### [Task goal]
Give back each entry exactly as written, apart from the pictures.

+ + + +

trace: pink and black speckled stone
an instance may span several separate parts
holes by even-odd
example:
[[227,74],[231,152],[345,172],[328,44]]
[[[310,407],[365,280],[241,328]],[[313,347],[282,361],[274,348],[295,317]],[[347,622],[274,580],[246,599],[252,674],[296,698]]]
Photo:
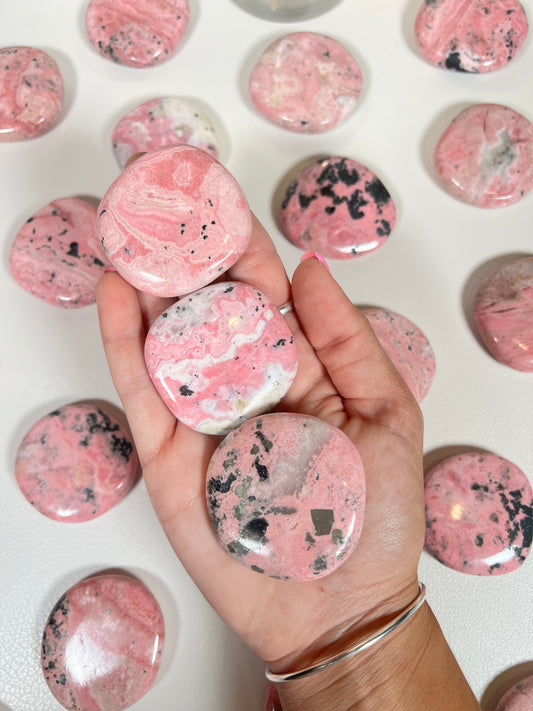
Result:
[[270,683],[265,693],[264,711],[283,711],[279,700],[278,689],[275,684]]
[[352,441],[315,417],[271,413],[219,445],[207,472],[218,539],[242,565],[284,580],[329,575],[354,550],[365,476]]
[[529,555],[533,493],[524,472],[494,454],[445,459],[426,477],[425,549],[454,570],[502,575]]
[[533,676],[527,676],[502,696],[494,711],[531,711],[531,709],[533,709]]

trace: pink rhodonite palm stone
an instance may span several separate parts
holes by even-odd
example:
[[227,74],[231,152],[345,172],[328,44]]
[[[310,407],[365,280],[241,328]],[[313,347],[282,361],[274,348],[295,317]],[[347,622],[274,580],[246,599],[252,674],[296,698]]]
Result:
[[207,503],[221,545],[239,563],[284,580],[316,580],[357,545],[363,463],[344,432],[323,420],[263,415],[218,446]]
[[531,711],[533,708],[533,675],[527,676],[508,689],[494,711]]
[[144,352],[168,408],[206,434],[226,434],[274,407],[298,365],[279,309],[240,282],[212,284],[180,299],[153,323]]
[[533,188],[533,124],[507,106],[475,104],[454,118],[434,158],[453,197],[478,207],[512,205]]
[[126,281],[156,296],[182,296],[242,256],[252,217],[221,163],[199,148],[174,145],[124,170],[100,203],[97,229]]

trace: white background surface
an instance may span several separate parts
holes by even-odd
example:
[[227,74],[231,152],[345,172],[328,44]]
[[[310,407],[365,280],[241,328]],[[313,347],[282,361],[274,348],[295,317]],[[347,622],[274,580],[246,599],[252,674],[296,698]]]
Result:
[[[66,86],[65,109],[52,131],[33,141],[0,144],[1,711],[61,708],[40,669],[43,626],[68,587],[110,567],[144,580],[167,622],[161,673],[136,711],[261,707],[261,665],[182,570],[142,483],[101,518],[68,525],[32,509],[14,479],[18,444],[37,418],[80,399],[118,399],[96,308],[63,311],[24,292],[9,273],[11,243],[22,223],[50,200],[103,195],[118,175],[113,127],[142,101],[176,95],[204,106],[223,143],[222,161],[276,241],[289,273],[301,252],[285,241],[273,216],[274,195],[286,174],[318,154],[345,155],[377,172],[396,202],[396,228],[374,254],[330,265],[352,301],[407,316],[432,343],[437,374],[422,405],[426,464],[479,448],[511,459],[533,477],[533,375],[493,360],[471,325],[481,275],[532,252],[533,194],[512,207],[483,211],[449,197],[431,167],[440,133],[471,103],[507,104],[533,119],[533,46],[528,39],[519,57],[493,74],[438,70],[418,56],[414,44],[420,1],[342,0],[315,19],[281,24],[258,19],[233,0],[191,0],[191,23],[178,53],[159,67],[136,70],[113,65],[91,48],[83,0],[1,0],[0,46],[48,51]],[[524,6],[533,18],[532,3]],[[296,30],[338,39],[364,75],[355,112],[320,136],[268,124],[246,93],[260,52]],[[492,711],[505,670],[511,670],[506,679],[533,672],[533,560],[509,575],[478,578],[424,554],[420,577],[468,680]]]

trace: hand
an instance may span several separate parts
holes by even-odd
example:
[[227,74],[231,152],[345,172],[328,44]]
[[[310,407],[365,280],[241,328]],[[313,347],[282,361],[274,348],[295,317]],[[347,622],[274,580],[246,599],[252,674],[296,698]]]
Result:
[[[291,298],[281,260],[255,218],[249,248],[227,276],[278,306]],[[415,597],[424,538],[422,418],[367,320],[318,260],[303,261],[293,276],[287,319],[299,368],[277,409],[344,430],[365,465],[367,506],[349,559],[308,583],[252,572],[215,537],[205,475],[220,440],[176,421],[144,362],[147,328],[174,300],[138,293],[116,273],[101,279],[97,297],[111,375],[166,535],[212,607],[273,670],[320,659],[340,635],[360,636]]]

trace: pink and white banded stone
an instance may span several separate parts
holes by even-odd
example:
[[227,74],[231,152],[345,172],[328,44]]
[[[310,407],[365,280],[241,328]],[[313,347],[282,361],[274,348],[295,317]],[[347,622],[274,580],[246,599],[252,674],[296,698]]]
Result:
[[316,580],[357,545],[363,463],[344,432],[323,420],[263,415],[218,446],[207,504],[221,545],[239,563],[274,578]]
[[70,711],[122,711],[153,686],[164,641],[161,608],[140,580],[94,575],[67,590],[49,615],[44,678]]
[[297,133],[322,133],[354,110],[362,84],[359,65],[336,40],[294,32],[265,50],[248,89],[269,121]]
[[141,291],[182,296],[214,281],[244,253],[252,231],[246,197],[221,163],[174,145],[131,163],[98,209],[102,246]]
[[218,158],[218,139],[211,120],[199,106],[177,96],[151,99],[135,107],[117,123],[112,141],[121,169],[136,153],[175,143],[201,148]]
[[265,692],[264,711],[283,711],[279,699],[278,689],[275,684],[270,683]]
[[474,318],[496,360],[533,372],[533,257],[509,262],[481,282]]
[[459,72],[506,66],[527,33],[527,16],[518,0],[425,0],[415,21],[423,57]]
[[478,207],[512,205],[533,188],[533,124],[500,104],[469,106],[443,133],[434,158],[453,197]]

+ + + +

### [Response to this task]
trace: pink and black speckled stone
an instance may span several separate parts
holes by even-odd
example:
[[227,74],[231,152],[345,172],[328,44]]
[[[310,407],[365,280],[241,328]],[[313,347],[282,361],[274,348],[295,317]],[[347,622],[274,580],[246,599],[252,674],[296,698]]]
Photo:
Result:
[[270,683],[265,693],[264,711],[283,711],[279,700],[278,689],[275,684]]
[[352,441],[315,417],[271,413],[219,445],[207,472],[218,539],[242,565],[284,580],[329,575],[354,550],[365,476]]
[[529,555],[533,493],[524,472],[494,454],[445,459],[426,477],[425,549],[454,570],[502,575]]
[[533,676],[527,676],[502,696],[494,711],[531,711],[531,709],[533,709]]

trace: pink rhodonite palm stone
an instance may span several separate parts
holes by even-odd
example:
[[227,74],[231,152],[345,172],[328,44]]
[[[310,407],[365,280],[241,328]],[[313,347],[282,361],[274,348],[295,317]],[[347,622],[274,580],[246,599],[252,674],[296,698]]]
Result:
[[207,503],[221,545],[239,563],[284,580],[316,580],[357,545],[363,463],[344,432],[323,420],[263,415],[218,446]]
[[531,711],[533,708],[533,675],[527,676],[508,689],[494,711]]
[[144,352],[168,408],[206,434],[226,434],[274,407],[298,365],[279,309],[240,282],[212,284],[180,299],[153,323]]
[[533,188],[533,124],[507,106],[475,104],[454,118],[434,158],[453,197],[478,207],[512,205]]
[[126,281],[156,296],[182,296],[242,256],[252,217],[221,163],[199,148],[174,145],[124,170],[100,203],[97,229]]

trace: white background surface
an instance may span several separate parts
holes by even-odd
example:
[[227,74],[231,152],[345,172],[328,44]]
[[[310,407],[365,280],[241,328]],[[313,347],[282,361],[274,348],[295,317]],[[347,622],[274,580],[246,599],[252,674],[296,698]]]
Result:
[[[66,86],[65,109],[52,131],[33,141],[0,144],[1,711],[61,708],[40,669],[43,626],[68,587],[110,567],[144,580],[167,622],[161,673],[136,711],[261,707],[261,665],[182,570],[142,483],[101,518],[68,525],[32,509],[14,479],[18,444],[37,418],[80,399],[118,399],[96,308],[63,311],[24,292],[9,273],[11,243],[22,223],[50,200],[103,195],[118,175],[113,127],[142,101],[176,95],[204,106],[223,143],[222,161],[276,241],[289,273],[301,252],[285,241],[273,216],[274,195],[286,174],[318,154],[345,155],[377,172],[396,202],[396,228],[374,254],[330,265],[352,301],[407,316],[432,343],[437,374],[422,405],[426,464],[479,448],[511,459],[533,477],[533,375],[493,360],[471,325],[481,275],[532,252],[533,194],[512,207],[483,211],[449,197],[431,167],[440,133],[471,103],[507,104],[533,119],[533,46],[528,39],[519,57],[493,74],[438,70],[418,56],[414,44],[420,1],[342,0],[315,19],[281,24],[258,19],[233,0],[191,0],[191,23],[178,53],[159,67],[136,70],[113,65],[91,48],[83,0],[1,0],[0,46],[48,51]],[[524,6],[533,18],[532,3]],[[296,30],[338,39],[364,75],[355,112],[320,136],[268,124],[246,93],[260,52]],[[492,711],[505,670],[511,670],[506,679],[533,672],[533,560],[509,575],[478,578],[424,554],[420,577],[468,680]]]

trace: hand
an instance may span several separate parts
holes by even-odd
example:
[[227,74],[231,152],[345,172],[328,44]]
[[[310,407],[365,280],[241,328]],[[313,347],[282,361],[274,348],[295,317]],[[347,622],[274,580],[246,599],[252,674],[296,698]]]
Result:
[[[291,298],[281,260],[255,218],[249,248],[227,276],[278,306]],[[415,597],[424,538],[422,418],[367,320],[318,260],[303,261],[293,276],[287,319],[299,368],[277,409],[344,430],[365,465],[367,506],[349,559],[308,583],[252,572],[215,537],[205,475],[220,440],[176,421],[144,362],[147,328],[174,300],[138,293],[116,273],[101,279],[97,297],[111,375],[166,535],[212,607],[273,670],[320,659],[340,635],[360,636]]]

trace: pink and white banded stone
an instance may span several separate parts
holes by even-odd
example:
[[227,74],[231,152],[345,172],[328,44]]
[[[310,407],[365,280],[241,328]],[[313,347],[282,361],[274,348],[295,317]],[[347,622],[274,580],[246,599],[252,674],[296,698]]]
Result:
[[316,580],[357,545],[363,463],[344,432],[323,420],[263,415],[218,446],[207,504],[221,545],[239,563],[274,578]]
[[70,711],[122,711],[153,686],[164,641],[161,608],[140,580],[94,575],[67,590],[49,615],[44,678]]
[[297,133],[322,133],[354,110],[362,84],[359,65],[336,40],[294,32],[265,50],[248,89],[269,121]]
[[141,291],[182,296],[214,281],[244,253],[252,231],[246,197],[221,163],[174,145],[131,163],[98,209],[102,246]]
[[218,158],[218,139],[211,120],[199,106],[177,96],[151,99],[135,107],[117,123],[112,141],[121,169],[136,153],[175,143],[201,148]]
[[265,692],[264,711],[283,711],[279,699],[278,689],[275,684],[270,683]]
[[474,318],[496,360],[533,372],[533,257],[509,262],[481,282]]
[[459,72],[506,66],[527,33],[527,16],[518,0],[425,0],[415,21],[423,57]]
[[478,207],[512,205],[533,188],[533,124],[500,104],[469,106],[443,133],[434,158],[453,197]]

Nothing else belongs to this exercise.